| AIM OF THE EXERCISE |
The line containing "handle and record the coordinates." and every line after it, through the last one below: output exactly these and nothing else.

| RECORD EXCERPTS |
=== Section Start ===

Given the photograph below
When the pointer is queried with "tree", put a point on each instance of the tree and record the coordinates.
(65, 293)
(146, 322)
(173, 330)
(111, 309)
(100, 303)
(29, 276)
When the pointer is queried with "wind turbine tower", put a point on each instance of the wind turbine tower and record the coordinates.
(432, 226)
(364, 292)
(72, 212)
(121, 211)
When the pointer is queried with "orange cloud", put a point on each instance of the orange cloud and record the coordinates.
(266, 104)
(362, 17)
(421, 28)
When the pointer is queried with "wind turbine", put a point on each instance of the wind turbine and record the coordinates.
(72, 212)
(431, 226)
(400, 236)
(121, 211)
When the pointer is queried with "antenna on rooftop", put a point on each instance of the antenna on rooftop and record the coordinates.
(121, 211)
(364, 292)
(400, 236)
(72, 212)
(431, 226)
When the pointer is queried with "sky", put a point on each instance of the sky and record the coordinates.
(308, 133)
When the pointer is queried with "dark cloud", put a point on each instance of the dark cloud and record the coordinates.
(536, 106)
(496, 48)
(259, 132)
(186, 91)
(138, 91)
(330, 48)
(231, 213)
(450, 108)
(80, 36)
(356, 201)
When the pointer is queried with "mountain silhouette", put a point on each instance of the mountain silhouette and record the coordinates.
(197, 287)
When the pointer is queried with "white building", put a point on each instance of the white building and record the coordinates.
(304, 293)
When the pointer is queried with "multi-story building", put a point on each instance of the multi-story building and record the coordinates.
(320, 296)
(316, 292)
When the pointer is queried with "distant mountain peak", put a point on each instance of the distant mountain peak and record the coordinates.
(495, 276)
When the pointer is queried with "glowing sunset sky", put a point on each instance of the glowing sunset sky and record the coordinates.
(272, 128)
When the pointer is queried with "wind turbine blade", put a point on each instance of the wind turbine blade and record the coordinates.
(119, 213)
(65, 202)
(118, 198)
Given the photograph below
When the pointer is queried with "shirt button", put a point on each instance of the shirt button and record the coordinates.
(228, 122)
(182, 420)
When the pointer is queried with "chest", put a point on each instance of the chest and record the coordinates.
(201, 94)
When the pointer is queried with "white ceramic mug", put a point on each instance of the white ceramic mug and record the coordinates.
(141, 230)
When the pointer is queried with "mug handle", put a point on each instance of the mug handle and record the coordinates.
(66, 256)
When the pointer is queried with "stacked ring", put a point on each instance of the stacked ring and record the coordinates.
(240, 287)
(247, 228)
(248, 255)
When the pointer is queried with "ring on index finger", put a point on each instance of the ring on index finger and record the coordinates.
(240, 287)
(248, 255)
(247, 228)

=== Section End ===

| ANSWER BELOW |
When the pointer is queried with "mug handle", put a point on each instance of the mug handle and record the coordinates.
(66, 256)
When the pointer is queried with "stacked ring", put a point on each instance of the stacked ring and record the coordinates.
(240, 287)
(247, 228)
(248, 255)
When the pointer is queried with "ring on index finger", put a point on each instance of the ring on index finger and record the coordinates.
(240, 287)
(248, 255)
(247, 228)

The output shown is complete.